(Records from a data source)

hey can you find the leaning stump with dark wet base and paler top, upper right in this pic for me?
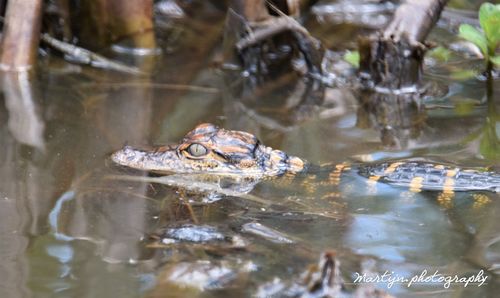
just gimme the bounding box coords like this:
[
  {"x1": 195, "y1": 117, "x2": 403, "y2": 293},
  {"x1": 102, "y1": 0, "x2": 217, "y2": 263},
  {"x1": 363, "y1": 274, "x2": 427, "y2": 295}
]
[{"x1": 359, "y1": 0, "x2": 448, "y2": 89}]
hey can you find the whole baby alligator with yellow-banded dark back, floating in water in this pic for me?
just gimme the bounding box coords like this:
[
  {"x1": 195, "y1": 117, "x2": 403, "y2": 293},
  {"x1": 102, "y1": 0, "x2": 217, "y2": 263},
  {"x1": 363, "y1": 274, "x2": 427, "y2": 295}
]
[{"x1": 111, "y1": 124, "x2": 500, "y2": 194}]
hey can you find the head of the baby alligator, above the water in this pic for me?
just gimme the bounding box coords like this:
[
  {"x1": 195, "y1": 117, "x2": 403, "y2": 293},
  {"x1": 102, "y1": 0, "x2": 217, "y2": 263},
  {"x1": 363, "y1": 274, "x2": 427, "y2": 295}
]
[{"x1": 111, "y1": 123, "x2": 305, "y2": 177}]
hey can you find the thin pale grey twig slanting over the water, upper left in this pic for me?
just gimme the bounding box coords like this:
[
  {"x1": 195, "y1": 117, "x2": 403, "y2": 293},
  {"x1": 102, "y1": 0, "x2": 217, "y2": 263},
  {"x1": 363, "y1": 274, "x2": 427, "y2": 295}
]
[{"x1": 41, "y1": 33, "x2": 144, "y2": 75}]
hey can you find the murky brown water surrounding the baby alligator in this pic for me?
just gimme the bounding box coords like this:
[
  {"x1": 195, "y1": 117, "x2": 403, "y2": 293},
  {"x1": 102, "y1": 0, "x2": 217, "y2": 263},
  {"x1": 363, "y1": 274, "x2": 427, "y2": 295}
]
[{"x1": 0, "y1": 0, "x2": 500, "y2": 297}]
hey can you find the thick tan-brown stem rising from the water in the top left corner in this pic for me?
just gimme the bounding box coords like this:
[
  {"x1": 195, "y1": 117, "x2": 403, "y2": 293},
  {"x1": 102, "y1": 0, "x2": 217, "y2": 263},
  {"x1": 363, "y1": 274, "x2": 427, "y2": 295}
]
[{"x1": 0, "y1": 0, "x2": 42, "y2": 71}]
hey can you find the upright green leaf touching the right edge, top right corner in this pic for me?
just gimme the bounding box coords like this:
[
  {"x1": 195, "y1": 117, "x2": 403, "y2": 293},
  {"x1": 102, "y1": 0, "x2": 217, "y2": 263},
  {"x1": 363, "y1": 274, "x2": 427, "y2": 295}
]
[{"x1": 479, "y1": 3, "x2": 500, "y2": 54}]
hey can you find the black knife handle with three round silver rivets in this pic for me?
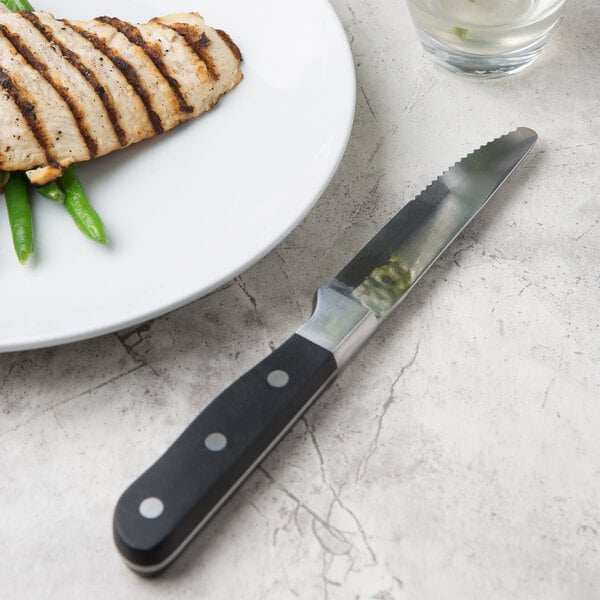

▸ REQUIRED ACTION
The answer consists of the lines from the one holding "hey can you find the upright" to the end of the records, inclusive, restated exactly and without pictures.

▸ WRITTEN SOLUTION
hey can you find the upright green leaf touching the right edge, top right corner in this pic for me?
just gimme the bounding box coords like this:
[
  {"x1": 195, "y1": 117, "x2": 403, "y2": 293},
  {"x1": 102, "y1": 0, "x2": 217, "y2": 263},
  {"x1": 363, "y1": 274, "x2": 427, "y2": 295}
]
[{"x1": 479, "y1": 3, "x2": 500, "y2": 54}]
hey can you find the black knife handle with three round silver rivets in this pic for me?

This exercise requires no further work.